The records section start
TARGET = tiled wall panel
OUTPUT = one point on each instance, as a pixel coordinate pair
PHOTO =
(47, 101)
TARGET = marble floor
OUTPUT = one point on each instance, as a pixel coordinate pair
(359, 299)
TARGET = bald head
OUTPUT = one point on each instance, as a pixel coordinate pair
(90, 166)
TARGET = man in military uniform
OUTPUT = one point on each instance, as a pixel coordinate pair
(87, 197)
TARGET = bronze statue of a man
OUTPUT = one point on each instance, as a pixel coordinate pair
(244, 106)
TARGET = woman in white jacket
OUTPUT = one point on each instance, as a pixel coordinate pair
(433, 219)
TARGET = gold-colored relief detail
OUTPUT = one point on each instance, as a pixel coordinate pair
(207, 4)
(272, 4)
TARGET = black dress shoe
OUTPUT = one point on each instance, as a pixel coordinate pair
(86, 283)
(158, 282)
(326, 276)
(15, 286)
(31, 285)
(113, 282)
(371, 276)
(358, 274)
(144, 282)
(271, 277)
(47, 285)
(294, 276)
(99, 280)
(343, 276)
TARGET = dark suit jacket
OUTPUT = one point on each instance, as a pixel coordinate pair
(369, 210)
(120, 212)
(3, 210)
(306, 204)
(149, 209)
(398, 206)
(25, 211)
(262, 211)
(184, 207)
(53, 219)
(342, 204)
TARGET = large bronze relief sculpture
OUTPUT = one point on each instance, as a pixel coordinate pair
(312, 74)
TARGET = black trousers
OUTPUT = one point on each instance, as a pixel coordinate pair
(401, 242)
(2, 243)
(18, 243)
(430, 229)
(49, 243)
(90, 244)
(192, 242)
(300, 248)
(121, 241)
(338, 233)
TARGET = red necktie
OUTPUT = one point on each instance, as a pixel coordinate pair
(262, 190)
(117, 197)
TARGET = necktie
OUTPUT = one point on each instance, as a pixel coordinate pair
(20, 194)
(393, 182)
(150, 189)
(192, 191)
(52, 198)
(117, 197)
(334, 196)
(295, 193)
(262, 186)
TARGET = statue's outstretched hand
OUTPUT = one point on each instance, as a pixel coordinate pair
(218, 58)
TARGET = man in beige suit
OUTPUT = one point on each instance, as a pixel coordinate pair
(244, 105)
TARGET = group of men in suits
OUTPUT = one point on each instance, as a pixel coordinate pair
The records section end
Reproduce verbatim the lines above, from the line with "TARGET = black trousers" through the line with "TARGET = necktie".

• Solution for this problem
TARGET = black trousers
OUTPUT = one point on each instance, as a pixel coordinate pair
(401, 242)
(2, 243)
(18, 243)
(430, 229)
(49, 243)
(90, 244)
(192, 242)
(300, 248)
(121, 241)
(338, 233)
TARGET = red necktie
OUTPUT = one point on each instance, as a pixel coordinate pair
(262, 190)
(117, 197)
TARGET = necktie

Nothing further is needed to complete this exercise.